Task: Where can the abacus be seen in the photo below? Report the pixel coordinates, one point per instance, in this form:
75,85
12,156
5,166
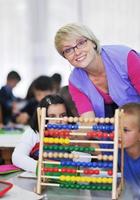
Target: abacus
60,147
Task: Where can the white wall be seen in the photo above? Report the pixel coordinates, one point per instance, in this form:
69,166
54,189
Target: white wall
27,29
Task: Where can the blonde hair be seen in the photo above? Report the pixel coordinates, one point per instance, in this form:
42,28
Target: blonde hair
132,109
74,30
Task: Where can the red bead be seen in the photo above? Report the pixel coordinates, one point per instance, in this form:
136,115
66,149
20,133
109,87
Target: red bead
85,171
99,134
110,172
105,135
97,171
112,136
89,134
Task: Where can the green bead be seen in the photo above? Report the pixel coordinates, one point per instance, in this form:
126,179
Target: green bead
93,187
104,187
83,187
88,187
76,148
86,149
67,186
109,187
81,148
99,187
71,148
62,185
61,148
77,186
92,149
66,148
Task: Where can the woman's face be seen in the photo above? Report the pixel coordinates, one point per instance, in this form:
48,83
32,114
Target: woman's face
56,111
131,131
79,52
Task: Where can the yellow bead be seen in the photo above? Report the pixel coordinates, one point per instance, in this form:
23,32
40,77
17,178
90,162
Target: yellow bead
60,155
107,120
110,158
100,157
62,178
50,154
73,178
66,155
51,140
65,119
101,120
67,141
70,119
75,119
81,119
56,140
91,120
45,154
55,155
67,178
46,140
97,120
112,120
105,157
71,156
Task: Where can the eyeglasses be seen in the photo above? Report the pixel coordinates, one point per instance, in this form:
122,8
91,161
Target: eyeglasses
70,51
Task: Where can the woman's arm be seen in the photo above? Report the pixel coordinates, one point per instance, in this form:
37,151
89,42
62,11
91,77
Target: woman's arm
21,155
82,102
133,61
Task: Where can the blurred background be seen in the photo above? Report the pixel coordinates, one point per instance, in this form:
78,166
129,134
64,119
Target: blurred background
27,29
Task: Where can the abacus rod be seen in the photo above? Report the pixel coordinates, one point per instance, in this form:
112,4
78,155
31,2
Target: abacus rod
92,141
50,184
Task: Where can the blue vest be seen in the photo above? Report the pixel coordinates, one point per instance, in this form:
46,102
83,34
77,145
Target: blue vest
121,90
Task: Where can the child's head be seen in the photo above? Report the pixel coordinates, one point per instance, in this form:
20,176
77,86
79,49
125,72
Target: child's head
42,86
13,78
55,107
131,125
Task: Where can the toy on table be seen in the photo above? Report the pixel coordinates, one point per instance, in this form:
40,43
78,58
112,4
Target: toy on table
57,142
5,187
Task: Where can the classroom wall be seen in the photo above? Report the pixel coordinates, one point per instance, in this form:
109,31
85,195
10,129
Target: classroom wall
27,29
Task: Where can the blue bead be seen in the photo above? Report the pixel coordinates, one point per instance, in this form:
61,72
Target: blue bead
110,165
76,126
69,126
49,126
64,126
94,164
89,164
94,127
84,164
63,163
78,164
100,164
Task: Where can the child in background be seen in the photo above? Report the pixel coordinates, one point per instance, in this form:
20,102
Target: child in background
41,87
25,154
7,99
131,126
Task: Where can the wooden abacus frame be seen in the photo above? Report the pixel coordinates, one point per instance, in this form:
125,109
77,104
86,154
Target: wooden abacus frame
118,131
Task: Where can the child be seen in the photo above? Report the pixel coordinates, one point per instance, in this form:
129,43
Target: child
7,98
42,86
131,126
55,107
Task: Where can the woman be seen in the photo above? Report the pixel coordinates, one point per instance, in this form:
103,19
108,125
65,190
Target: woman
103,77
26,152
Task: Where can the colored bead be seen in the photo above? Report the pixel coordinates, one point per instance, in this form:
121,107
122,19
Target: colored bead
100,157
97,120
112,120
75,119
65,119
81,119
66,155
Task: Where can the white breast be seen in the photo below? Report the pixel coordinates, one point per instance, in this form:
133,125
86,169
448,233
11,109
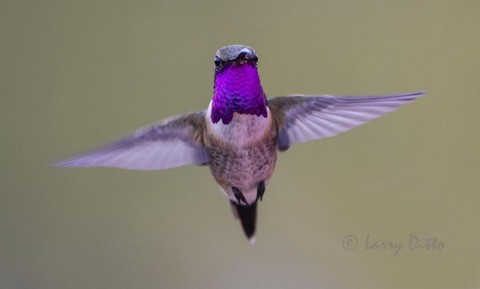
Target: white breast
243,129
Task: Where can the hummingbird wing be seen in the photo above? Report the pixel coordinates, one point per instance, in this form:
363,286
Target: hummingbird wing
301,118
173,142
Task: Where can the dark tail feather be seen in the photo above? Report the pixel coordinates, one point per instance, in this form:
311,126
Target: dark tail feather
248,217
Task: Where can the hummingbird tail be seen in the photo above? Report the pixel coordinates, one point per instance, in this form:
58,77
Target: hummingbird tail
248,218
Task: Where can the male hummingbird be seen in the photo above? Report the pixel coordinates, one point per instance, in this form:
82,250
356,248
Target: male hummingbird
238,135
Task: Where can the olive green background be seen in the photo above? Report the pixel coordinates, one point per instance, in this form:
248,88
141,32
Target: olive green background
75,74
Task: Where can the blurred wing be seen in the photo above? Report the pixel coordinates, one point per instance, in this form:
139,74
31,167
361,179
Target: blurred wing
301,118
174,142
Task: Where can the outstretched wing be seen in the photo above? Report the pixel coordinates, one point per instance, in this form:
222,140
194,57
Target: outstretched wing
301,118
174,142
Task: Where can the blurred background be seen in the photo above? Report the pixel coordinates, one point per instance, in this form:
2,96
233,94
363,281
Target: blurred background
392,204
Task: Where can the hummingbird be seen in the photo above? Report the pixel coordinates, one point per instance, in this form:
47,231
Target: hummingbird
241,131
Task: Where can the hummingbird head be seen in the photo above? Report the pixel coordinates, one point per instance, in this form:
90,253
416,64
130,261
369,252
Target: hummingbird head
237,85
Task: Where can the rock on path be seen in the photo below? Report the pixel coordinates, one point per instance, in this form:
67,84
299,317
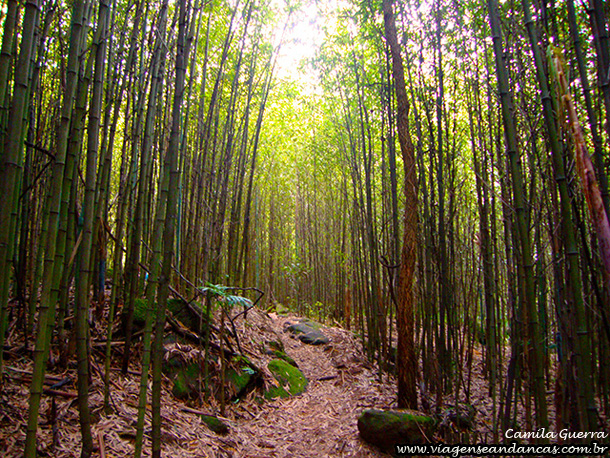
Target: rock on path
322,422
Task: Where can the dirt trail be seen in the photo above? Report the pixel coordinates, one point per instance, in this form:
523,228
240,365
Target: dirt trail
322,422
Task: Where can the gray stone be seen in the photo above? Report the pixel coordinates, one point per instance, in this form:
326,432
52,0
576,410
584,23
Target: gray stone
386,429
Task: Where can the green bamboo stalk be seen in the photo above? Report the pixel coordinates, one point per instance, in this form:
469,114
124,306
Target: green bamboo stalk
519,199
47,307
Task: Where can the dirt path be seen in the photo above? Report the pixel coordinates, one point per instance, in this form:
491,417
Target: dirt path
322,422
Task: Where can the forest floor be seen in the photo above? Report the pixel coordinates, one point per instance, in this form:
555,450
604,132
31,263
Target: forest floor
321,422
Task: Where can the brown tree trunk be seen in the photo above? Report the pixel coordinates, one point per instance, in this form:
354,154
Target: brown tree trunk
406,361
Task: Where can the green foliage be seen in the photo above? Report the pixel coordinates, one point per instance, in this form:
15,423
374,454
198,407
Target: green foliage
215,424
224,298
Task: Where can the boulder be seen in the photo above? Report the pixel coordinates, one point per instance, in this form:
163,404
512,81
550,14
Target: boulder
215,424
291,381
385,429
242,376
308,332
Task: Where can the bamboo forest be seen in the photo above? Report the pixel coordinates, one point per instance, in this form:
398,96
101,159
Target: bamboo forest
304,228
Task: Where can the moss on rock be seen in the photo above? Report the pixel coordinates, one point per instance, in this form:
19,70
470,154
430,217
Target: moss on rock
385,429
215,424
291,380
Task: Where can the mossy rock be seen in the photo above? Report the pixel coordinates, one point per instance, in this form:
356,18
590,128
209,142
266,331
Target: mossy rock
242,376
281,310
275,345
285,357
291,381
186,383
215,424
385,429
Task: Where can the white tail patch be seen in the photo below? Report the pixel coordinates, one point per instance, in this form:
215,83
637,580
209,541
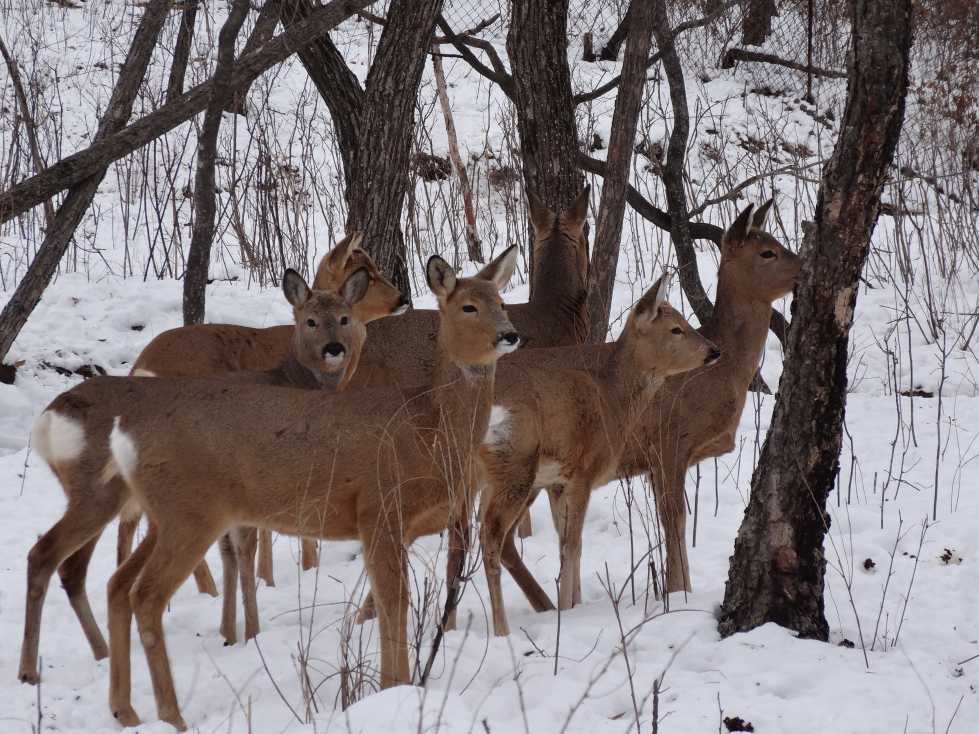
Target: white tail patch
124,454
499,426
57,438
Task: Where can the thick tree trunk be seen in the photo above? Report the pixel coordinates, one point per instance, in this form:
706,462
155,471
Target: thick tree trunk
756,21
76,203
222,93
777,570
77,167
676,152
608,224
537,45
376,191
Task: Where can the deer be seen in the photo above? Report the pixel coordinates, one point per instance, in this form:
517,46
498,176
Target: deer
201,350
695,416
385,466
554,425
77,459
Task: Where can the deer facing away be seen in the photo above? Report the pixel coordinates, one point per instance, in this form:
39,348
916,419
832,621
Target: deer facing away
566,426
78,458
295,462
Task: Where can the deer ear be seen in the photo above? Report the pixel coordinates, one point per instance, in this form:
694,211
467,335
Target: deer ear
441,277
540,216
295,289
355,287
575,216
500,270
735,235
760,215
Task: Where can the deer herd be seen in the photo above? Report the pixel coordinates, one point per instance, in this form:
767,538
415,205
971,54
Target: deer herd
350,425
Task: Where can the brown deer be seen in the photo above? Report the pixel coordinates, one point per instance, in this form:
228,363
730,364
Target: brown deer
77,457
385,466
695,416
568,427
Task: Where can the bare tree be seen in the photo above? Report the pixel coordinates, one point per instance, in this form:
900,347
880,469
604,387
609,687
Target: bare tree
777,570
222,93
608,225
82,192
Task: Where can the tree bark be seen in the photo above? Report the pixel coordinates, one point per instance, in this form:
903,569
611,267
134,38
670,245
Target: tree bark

----

> **YOUR TASK**
Set down only these lines, exactly: the line containing "Task: Where can the deer herd" and each line after it, through the end of the listing.

> **ANSWER TO THIS TASK**
Task: Where can the deer herd be seen in the photo above? Report the pixel coordinates, one point per instance, in this form:
767,538
415,205
971,54
Target: deer herd
350,425
Task: Where can the brown deer be seen in the photo above? Report the pixel coordinates, one point per instance, in this form:
228,363
730,364
Target: brown deer
77,457
385,466
695,416
568,427
Task: Where can the bare tree be seen in the photo above? Report the pixel coordinates, one point per instance, in this form:
900,347
880,469
604,387
609,687
Target: bare tree
777,570
222,93
608,225
82,192
Task: Where can the tree bark be seen in the photo above? Report the pixel coordinates, one point per instance, in this form:
903,569
611,267
134,38
670,245
Target: tree bark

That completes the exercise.